%%
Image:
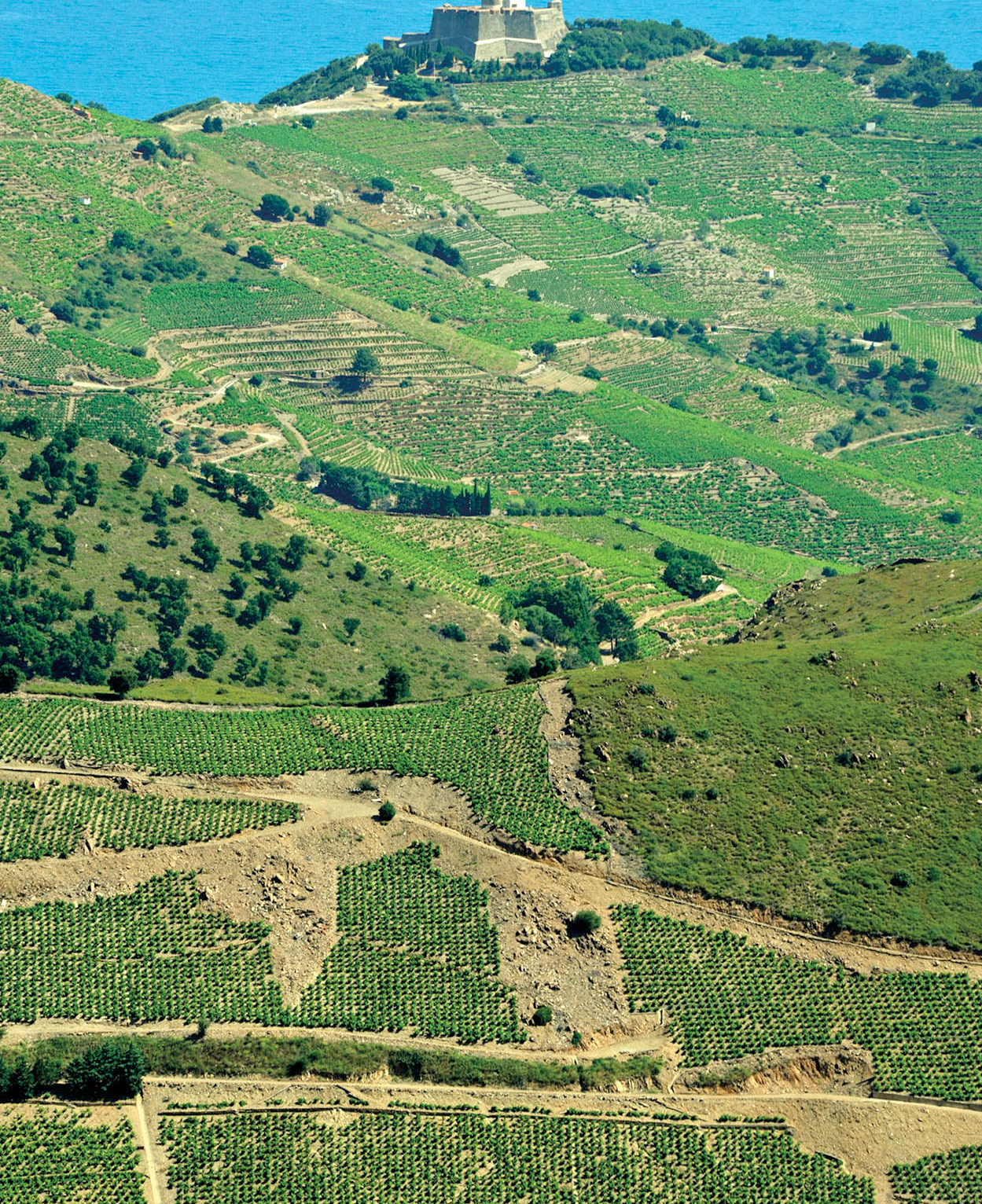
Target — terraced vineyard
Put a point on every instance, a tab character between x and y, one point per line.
388	1158
59	1154
314	348
940	1178
726	997
487	746
414	952
153	955
50	820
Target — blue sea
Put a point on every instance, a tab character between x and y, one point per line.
142	58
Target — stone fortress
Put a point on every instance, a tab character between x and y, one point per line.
495	29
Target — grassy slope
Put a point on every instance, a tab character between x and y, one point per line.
395	622
818	839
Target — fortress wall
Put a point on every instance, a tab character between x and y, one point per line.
488	34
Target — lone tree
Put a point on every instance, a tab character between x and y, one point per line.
274	207
122	681
259	257
364	365
585	923
394	685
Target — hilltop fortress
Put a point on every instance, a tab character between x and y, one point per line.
495	29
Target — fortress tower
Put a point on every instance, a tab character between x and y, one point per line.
493	29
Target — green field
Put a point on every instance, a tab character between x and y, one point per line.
404	1156
156	954
59	1154
487	746
940	1178
46	820
728	998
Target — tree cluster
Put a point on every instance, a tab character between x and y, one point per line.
432	244
362	488
927	79
568	615
252	499
690	573
796	354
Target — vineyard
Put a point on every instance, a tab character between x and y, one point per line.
940	1179
63	1158
49	820
726	997
149	955
384	1158
416	952
773	772
487	746
189	303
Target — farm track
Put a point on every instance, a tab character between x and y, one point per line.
869	1136
322	808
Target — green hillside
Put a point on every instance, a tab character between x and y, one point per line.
825	767
296	620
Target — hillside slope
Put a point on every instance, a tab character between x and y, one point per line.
248	611
827	766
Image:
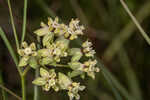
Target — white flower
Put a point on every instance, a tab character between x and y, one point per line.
87	49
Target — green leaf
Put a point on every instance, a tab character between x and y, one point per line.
33	62
23	61
39	81
44	72
43	52
75	65
42	31
64	81
47	39
46	61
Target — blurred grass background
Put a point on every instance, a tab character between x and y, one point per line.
116	39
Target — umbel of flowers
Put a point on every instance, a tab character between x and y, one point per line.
56	51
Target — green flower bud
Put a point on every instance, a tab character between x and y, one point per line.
44	52
23	61
32	46
46	60
39	81
76	54
24	44
44	73
62	43
33	62
64	81
47	39
42	31
75	65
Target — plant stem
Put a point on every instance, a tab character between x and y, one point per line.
4	95
135	22
23	85
126	33
36	89
13	24
10	92
11	51
37	71
24	20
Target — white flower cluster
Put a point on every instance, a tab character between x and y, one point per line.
56	50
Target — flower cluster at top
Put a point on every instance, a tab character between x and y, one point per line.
56	51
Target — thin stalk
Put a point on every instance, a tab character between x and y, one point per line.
115	92
132	81
115	82
13	24
136	22
126	33
36	89
23	85
11	51
24	20
4	95
26	70
37	72
10	92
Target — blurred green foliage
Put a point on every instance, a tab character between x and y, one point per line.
116	40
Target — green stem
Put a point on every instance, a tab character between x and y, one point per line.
23	85
11	51
24	20
135	22
36	89
10	92
4	95
37	72
59	65
13	24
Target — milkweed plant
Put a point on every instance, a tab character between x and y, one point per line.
56	53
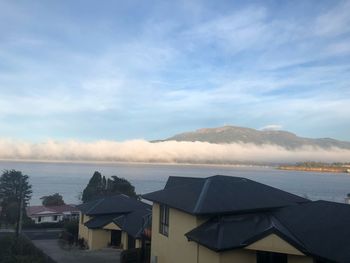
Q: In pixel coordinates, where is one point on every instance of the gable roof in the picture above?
(133, 223)
(221, 195)
(126, 212)
(100, 221)
(40, 209)
(319, 229)
(238, 231)
(116, 204)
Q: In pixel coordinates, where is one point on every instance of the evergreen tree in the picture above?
(13, 187)
(52, 200)
(99, 187)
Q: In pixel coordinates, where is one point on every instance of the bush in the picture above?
(20, 250)
(32, 225)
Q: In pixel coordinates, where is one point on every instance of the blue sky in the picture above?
(120, 70)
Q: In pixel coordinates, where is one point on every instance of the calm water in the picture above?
(69, 179)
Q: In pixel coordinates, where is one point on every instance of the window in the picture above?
(270, 257)
(164, 220)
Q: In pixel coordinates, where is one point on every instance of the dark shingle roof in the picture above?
(179, 180)
(112, 205)
(237, 231)
(134, 222)
(221, 194)
(319, 229)
(128, 213)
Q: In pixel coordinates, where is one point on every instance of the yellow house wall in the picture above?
(111, 226)
(138, 243)
(98, 238)
(124, 240)
(83, 230)
(206, 255)
(274, 243)
(174, 248)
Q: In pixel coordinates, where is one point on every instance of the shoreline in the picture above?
(315, 169)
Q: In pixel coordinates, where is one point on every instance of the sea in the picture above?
(70, 179)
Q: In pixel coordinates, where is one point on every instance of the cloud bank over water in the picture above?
(165, 152)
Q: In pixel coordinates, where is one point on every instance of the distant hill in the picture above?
(232, 134)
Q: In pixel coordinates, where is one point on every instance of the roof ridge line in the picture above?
(97, 203)
(199, 202)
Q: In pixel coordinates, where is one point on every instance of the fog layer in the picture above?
(165, 152)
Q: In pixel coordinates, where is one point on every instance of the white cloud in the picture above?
(272, 127)
(165, 152)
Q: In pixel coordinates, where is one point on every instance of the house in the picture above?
(52, 214)
(223, 219)
(116, 221)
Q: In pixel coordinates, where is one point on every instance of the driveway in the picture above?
(51, 248)
(47, 241)
(41, 234)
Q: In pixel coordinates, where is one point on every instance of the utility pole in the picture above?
(20, 212)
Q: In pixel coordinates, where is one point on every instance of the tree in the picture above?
(15, 193)
(120, 185)
(94, 189)
(52, 200)
(99, 187)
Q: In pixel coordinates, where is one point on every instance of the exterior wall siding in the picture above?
(173, 248)
(176, 248)
(83, 230)
(98, 238)
(124, 241)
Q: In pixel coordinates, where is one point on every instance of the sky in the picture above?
(123, 70)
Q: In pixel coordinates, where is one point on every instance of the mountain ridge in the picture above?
(235, 134)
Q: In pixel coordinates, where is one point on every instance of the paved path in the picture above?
(41, 234)
(52, 249)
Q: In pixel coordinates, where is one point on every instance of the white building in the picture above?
(52, 214)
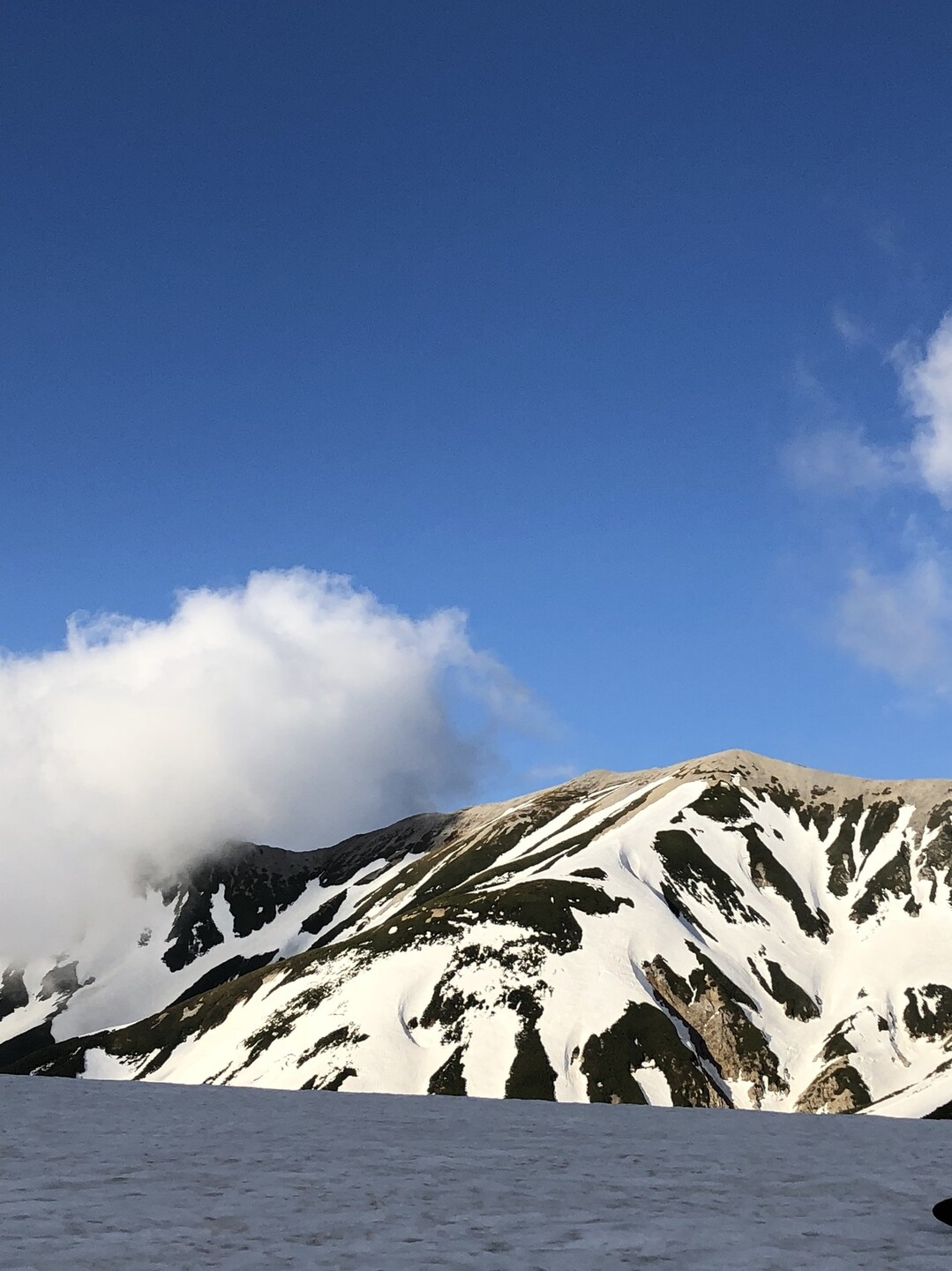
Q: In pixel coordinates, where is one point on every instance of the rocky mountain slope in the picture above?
(731, 932)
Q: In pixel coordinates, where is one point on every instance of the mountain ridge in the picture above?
(726, 932)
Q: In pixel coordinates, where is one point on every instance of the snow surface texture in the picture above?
(101, 1177)
(731, 932)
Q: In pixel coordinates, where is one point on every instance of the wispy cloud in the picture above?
(839, 459)
(926, 383)
(902, 623)
(851, 331)
(295, 710)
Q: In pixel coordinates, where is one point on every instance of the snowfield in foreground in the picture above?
(101, 1175)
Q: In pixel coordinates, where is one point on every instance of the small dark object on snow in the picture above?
(943, 1212)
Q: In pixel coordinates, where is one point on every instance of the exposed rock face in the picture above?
(731, 932)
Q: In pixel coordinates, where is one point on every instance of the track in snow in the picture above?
(98, 1175)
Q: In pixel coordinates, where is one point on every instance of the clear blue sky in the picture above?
(516, 308)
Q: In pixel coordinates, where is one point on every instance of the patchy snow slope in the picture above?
(731, 932)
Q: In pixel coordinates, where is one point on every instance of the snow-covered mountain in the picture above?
(731, 932)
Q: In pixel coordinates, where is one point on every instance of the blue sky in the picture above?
(600, 322)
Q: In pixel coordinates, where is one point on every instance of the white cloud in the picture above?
(902, 623)
(850, 329)
(842, 462)
(294, 711)
(926, 383)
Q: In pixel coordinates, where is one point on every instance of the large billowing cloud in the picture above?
(293, 711)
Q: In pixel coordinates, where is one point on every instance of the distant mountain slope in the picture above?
(731, 932)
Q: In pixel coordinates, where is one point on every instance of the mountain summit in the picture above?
(729, 932)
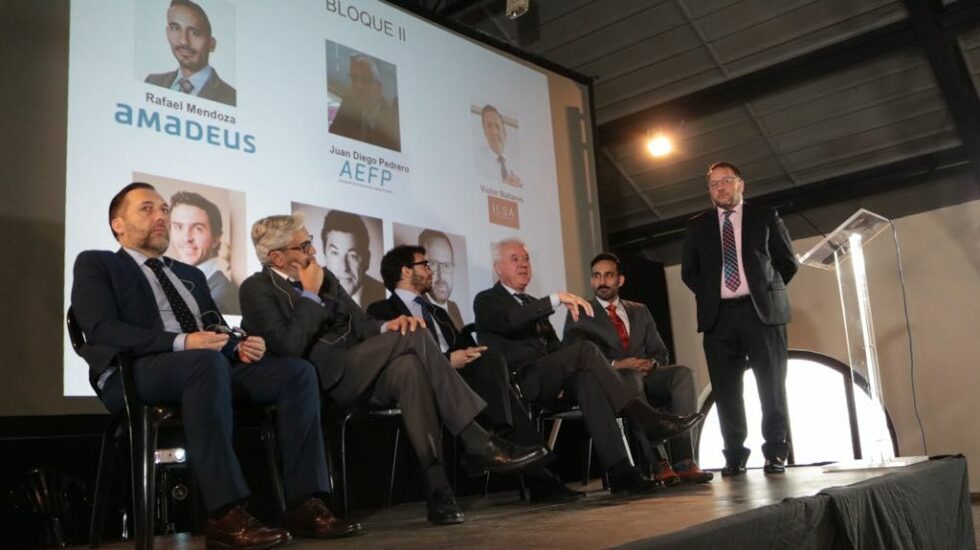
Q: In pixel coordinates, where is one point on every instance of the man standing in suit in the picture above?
(516, 325)
(304, 311)
(627, 335)
(406, 272)
(157, 311)
(442, 260)
(189, 34)
(347, 254)
(364, 113)
(737, 260)
(197, 229)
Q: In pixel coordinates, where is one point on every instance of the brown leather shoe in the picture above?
(663, 473)
(312, 519)
(238, 529)
(689, 472)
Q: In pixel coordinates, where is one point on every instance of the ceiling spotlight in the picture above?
(659, 145)
(517, 8)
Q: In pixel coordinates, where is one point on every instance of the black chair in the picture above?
(340, 419)
(141, 422)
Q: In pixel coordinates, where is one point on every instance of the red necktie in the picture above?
(624, 337)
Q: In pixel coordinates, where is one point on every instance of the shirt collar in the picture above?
(737, 210)
(198, 79)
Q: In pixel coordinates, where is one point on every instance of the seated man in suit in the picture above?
(627, 335)
(303, 311)
(189, 34)
(517, 326)
(153, 308)
(406, 273)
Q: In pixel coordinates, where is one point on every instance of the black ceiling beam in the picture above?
(960, 16)
(887, 177)
(952, 75)
(738, 90)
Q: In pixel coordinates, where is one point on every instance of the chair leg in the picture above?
(394, 465)
(587, 462)
(343, 469)
(144, 444)
(268, 435)
(103, 479)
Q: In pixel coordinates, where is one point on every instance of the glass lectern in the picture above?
(842, 251)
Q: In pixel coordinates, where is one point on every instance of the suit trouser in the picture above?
(585, 376)
(489, 376)
(671, 388)
(417, 378)
(739, 336)
(203, 382)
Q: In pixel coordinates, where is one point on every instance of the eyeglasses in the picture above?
(304, 247)
(727, 180)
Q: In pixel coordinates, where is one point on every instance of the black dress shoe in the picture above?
(443, 509)
(733, 469)
(499, 455)
(631, 483)
(552, 490)
(775, 466)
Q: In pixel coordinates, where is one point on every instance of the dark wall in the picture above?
(34, 58)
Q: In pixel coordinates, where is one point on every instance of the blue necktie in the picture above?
(730, 253)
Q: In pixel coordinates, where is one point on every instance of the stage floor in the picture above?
(601, 520)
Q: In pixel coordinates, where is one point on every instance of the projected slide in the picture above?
(379, 127)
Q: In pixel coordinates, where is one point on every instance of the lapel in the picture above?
(148, 301)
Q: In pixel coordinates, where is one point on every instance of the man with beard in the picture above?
(189, 35)
(627, 335)
(737, 260)
(136, 302)
(347, 254)
(406, 273)
(195, 223)
(443, 264)
(364, 113)
(515, 324)
(304, 311)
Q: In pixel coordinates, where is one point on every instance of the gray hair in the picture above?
(498, 248)
(274, 233)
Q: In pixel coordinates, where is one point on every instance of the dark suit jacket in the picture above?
(645, 341)
(117, 311)
(386, 133)
(214, 89)
(294, 326)
(393, 307)
(521, 333)
(767, 256)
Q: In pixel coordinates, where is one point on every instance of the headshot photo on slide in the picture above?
(496, 144)
(181, 44)
(206, 231)
(362, 97)
(350, 246)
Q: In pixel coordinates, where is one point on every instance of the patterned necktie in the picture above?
(504, 173)
(177, 304)
(730, 253)
(624, 337)
(426, 312)
(185, 85)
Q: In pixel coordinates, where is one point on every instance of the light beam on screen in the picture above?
(333, 110)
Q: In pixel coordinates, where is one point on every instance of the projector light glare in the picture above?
(659, 146)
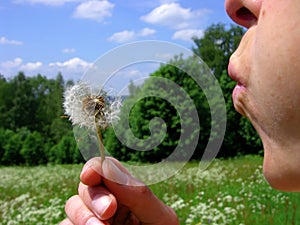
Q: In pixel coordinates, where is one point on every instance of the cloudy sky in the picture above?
(67, 36)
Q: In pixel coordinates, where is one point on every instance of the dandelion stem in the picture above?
(100, 139)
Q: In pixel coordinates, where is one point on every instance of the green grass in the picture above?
(231, 192)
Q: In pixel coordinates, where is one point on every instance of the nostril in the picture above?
(245, 14)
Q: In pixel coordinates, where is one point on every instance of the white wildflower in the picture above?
(85, 109)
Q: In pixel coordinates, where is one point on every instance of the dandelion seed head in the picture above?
(87, 109)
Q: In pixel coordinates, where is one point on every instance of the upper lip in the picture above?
(232, 72)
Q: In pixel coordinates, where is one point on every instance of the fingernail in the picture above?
(101, 203)
(93, 221)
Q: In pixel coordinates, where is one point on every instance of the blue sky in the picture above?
(51, 36)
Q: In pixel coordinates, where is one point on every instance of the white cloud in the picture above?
(71, 69)
(146, 32)
(68, 50)
(174, 16)
(5, 41)
(188, 34)
(46, 2)
(94, 10)
(126, 35)
(123, 36)
(31, 66)
(74, 64)
(11, 64)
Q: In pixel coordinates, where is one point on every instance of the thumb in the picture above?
(135, 195)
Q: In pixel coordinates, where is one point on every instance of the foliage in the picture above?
(230, 192)
(32, 131)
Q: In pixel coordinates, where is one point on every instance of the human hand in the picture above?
(113, 196)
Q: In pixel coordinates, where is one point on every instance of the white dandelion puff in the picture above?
(81, 106)
(94, 112)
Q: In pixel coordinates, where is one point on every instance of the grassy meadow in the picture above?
(231, 192)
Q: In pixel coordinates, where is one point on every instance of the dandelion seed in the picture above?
(94, 112)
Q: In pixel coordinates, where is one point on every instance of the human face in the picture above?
(267, 68)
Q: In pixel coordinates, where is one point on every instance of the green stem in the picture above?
(100, 139)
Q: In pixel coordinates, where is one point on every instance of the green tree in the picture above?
(33, 150)
(65, 152)
(217, 45)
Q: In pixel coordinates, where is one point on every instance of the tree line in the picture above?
(32, 131)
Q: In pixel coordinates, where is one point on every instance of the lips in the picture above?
(238, 91)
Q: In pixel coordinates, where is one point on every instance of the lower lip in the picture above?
(237, 91)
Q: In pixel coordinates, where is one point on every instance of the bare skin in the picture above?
(267, 68)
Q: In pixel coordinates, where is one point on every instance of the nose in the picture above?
(243, 12)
%%
Go through the records above and, whenever a line includes the word "fortress", copy it.

### Response to the task:
Target — stone fortress
Target — fortress wall
Target — hilltop fortress
Target — fortress tower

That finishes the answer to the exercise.